READING PASSAGE:
By Patrick Allitt, Emory University
The feminist movement coincided with what is called the ‘sexual revolution’. It’s no coincidence that it should have done so, because this was a period when questions about men’s and women’s proper roles and attitudes towards each other were heightened and were very self-consciously scrutinized. Meanwhile, there was a minority of radical feminists who viewed the world as an arena for conflict between men and women.

Conflicting Thoughts
The most dramatic example of the enduring conflict between men and women can be found in Susan Brownmiller’s book, Against Our Will. Brownmiller believed that there has always been a conflict between men and women, and that the most sinister weapon in the men’s arsenal is rape.
According to Brownmiller, rape isn’t a horrible aberration of a crime committed by a ghastly tiny minority; it’s actually the standard operating procedure with which men encounter women, and how they’ve encountered them throughout history. Though she admitted that not all men were rapists, hers was an extremely bleak view of human interaction, of the essential antagonism between men and women in the world.
In the 1970s, one of the issues that caused great controversy within the feminist ranks was the question of lesbianism. If it was in fact the case that the men were the enemy, surely the very last thing one should be doing is consorting with the enemy. Consequently, the debate on if lesbianism was or was not normal, and really represented a higher state of consciousness and being, caused conflict inside the movement.
This is a transcript from the video series A History of the United States, 2nd Edition. Watch it now, on Wondrium.
Kinsey Reports on Male and Female Sexuality
The Kinsey Report on male sexuality in 1948, and the Kinsey Report on female sexuality in 1953, had found very high levels of premarital sex and extramarital sex, and also of homosexuality among both men and women. Thus, for the first time, there was some sort of pseudo-scientific support for the idea that this was actually a society where there’s far more sex going on than had previously been officially recognized.

WHAT YOU NEED TO DO:
1. Translate this sentence from the passage on feminism and the sexual revolution into Spanish: "The feminist movement coincided with what is called the ‘sexual revolution’."
2. Write the next part of the passage on feminism and the sexual revolution, picking up after its final sentence.
These lines come from a separate source.

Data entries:

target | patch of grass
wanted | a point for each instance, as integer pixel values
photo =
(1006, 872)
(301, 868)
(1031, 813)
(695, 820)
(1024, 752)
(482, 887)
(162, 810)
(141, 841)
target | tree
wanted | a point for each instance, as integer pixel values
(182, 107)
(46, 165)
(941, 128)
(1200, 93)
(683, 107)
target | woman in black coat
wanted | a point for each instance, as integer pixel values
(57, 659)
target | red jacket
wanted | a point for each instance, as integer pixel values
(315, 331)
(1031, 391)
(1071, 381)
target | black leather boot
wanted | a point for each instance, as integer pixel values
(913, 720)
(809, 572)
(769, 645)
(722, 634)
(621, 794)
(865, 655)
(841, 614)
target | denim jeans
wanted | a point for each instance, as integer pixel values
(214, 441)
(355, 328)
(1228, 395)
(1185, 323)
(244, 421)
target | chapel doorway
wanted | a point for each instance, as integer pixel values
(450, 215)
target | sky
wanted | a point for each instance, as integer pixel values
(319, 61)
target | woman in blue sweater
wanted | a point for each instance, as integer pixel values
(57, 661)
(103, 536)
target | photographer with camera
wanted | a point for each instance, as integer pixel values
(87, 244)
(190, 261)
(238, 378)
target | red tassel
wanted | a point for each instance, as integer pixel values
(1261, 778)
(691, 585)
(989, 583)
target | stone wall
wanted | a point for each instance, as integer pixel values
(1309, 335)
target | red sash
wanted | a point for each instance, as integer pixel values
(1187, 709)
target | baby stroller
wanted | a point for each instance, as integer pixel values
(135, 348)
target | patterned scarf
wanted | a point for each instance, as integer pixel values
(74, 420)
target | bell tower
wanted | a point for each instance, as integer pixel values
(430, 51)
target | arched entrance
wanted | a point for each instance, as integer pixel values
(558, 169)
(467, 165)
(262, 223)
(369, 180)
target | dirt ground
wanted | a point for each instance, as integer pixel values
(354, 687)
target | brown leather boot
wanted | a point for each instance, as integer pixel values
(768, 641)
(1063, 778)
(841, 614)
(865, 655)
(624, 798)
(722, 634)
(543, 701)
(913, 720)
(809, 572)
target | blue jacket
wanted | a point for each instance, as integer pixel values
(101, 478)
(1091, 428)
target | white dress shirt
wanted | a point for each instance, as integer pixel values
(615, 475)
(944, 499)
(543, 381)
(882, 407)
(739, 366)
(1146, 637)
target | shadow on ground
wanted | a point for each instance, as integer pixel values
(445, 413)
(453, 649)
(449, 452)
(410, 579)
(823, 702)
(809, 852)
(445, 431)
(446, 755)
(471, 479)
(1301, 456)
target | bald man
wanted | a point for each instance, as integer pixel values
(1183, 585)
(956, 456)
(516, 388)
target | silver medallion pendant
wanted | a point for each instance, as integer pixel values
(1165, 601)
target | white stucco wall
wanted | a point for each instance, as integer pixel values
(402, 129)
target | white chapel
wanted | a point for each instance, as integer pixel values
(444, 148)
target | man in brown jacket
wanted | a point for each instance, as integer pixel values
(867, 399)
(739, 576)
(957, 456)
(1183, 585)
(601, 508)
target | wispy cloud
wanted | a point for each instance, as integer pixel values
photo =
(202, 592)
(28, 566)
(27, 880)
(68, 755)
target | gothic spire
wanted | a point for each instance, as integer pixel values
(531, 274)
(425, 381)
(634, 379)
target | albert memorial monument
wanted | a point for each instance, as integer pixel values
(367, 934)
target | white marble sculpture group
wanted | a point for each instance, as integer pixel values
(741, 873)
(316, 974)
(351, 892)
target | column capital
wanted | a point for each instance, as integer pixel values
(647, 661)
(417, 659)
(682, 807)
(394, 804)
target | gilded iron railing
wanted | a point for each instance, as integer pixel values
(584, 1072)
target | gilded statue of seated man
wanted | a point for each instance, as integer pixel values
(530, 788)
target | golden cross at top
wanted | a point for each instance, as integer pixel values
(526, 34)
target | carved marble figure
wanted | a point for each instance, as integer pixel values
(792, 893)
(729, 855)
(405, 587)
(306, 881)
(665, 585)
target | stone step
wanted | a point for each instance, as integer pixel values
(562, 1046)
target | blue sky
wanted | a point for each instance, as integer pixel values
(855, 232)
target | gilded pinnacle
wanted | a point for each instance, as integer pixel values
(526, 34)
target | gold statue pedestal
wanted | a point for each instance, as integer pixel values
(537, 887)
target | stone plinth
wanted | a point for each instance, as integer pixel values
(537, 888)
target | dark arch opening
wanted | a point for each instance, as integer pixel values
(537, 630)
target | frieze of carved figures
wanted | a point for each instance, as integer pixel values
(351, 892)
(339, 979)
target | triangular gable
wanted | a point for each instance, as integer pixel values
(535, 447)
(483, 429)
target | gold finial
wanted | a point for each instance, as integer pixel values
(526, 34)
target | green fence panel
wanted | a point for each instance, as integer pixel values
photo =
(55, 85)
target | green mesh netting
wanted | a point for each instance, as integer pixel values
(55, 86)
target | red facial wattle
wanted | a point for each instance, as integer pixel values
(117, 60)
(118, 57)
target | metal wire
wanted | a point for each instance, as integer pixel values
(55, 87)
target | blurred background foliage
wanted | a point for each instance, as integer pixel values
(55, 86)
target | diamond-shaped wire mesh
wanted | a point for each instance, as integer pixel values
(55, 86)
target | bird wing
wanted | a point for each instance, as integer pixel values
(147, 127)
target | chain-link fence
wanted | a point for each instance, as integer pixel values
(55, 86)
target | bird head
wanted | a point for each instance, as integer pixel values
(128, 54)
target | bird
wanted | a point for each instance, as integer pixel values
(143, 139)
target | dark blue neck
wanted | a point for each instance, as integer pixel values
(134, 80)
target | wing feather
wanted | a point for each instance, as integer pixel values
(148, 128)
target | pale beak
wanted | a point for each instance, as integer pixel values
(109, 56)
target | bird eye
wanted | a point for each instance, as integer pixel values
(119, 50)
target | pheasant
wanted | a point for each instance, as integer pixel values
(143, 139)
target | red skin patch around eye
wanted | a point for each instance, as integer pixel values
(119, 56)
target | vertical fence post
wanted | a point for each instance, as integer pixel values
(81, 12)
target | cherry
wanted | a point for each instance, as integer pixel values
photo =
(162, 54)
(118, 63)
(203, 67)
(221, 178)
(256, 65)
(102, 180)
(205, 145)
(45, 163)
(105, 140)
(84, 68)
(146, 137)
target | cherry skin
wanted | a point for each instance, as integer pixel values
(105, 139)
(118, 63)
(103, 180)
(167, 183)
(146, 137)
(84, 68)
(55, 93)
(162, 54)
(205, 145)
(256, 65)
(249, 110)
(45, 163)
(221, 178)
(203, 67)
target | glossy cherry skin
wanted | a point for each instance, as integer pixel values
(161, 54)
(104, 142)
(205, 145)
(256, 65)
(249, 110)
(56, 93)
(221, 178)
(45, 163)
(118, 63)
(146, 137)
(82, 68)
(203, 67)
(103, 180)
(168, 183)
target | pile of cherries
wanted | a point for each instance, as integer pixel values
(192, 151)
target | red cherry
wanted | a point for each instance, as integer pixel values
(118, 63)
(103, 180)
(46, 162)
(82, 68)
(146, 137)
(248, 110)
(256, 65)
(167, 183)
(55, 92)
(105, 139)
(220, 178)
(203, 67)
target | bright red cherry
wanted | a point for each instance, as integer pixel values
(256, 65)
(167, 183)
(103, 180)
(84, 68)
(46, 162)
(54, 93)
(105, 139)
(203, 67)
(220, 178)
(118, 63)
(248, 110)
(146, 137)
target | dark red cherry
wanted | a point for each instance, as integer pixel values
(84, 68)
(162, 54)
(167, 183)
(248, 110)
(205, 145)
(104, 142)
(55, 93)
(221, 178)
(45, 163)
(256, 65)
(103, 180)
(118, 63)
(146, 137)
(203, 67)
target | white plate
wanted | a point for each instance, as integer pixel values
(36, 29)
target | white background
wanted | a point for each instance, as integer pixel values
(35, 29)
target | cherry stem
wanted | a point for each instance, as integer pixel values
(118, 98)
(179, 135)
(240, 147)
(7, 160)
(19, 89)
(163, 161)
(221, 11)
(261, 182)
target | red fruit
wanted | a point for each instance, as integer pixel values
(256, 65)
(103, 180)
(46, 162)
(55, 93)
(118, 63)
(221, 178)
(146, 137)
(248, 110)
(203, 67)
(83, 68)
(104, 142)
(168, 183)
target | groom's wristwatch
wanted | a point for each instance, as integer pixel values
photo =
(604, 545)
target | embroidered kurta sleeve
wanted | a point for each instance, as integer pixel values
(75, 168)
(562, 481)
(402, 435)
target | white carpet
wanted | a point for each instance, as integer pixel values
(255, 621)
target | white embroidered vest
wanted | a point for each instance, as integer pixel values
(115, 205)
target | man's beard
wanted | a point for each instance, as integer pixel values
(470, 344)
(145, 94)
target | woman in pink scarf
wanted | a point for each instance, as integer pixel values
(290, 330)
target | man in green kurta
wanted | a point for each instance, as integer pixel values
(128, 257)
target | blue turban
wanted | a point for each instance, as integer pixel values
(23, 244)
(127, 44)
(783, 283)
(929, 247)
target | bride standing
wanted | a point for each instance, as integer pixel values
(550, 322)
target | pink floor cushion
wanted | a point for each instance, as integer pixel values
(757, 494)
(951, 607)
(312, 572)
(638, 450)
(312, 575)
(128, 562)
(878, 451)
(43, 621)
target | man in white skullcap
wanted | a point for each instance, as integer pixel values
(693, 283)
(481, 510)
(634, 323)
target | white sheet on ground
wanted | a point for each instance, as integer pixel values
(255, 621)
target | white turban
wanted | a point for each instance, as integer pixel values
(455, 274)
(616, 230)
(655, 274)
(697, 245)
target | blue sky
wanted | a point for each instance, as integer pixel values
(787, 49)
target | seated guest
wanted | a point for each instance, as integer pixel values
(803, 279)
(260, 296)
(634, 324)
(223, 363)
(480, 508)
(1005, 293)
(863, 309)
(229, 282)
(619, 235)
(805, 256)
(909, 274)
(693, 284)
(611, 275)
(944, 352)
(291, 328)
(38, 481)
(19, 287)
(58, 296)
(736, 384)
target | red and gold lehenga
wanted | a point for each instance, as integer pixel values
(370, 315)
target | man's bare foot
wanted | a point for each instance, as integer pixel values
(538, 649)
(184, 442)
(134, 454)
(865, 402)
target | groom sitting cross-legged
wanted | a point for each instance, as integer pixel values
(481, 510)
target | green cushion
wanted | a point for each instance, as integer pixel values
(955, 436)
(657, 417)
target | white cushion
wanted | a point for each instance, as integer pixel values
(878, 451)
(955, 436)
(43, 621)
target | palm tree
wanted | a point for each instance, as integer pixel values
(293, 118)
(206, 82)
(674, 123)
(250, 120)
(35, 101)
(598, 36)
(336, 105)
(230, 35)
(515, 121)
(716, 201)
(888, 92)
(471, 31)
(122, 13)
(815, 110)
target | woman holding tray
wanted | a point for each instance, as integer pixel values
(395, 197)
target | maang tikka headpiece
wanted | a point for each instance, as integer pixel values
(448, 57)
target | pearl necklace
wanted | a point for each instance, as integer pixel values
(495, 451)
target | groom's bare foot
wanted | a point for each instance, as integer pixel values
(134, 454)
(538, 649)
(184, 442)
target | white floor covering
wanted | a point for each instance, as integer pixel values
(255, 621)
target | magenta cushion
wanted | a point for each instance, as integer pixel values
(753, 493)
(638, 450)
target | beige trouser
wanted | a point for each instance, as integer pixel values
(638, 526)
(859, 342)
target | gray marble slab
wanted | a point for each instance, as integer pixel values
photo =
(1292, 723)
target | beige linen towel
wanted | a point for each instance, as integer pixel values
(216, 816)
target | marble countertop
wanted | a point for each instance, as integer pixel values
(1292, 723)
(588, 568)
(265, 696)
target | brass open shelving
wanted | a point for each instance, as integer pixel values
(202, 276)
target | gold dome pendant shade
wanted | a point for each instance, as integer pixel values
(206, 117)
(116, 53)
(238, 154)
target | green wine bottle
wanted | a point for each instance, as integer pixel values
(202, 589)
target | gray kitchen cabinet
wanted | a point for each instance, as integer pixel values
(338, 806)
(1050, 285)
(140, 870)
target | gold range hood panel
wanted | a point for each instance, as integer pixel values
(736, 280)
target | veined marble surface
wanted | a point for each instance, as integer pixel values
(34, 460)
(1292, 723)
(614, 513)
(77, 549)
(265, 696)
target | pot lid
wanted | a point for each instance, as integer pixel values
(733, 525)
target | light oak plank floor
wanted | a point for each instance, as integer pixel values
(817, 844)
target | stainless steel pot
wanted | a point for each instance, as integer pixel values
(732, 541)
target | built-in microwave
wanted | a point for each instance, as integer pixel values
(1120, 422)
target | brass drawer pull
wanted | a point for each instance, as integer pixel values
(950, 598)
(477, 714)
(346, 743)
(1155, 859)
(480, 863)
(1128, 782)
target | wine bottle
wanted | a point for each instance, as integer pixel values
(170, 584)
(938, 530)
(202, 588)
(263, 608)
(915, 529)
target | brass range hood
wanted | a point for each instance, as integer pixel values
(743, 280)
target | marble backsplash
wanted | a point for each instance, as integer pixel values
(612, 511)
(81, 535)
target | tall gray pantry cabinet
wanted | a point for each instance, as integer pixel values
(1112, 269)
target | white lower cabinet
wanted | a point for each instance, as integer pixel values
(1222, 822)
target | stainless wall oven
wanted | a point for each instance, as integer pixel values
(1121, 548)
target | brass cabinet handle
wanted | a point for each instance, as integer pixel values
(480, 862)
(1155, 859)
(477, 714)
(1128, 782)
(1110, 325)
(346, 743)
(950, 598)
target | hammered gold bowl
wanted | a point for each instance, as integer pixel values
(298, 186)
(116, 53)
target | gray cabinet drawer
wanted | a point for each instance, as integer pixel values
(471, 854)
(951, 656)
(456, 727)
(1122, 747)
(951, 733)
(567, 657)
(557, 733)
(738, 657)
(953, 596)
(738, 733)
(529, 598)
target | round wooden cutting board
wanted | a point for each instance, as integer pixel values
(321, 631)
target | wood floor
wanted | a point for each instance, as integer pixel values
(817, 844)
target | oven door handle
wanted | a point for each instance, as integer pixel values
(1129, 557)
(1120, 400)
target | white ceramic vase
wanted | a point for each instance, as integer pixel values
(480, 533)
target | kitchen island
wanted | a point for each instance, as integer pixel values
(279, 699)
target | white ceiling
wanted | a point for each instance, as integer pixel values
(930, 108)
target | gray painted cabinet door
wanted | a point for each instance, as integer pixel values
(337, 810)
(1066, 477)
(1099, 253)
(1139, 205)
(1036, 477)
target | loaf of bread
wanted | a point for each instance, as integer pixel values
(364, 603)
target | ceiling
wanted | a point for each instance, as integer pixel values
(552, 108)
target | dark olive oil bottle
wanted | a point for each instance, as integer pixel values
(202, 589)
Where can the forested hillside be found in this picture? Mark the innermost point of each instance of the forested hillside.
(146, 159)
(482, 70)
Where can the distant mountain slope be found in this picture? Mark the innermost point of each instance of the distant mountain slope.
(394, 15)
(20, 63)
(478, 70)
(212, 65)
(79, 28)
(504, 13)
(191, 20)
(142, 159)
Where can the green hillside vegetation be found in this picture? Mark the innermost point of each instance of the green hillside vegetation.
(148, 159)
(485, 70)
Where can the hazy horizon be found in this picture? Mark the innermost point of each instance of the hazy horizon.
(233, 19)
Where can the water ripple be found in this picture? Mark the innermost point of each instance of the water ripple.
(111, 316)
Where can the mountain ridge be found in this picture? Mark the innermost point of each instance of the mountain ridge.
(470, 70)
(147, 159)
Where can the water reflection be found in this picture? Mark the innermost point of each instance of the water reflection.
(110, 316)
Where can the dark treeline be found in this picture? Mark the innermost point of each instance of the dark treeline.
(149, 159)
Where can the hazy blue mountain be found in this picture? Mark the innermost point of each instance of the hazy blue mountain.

TASK ANSWERS:
1. El movimiento feminista coincidió con lo que se llama la «revolución sexual».

2.
The sexual revolution had certainly been greatly facilitated by the perfection of the contraceptive pill in the early 1960s, because that was a technology that really did make it possible to reliably separate sex from procreation.
In addition, during the 1960s, there was a great deal of concern about the ‘population explosion’, the idea that the Earth’s population was growing at a terrifying rate and that, if something wasn’t done to curtail it, catastrophic Malthusian problems would follow. That’s why it was possible to view the widespread use of the pill as socially benign.
In 1968, the Pope, Paul VI, issued the encyclical letter ‘Humanae Vitae’, in which he upheld the Catholic Church’s traditional teaching against the use of artificial contraceptives. His view was: “Sex is a gift from God, and to have sex in which your intention is not procreative is turning away from God in an insulting way.” Most of the Catholic people, expecting the Pope to endorse the pill, were horrified to discover that his message was just the opposite.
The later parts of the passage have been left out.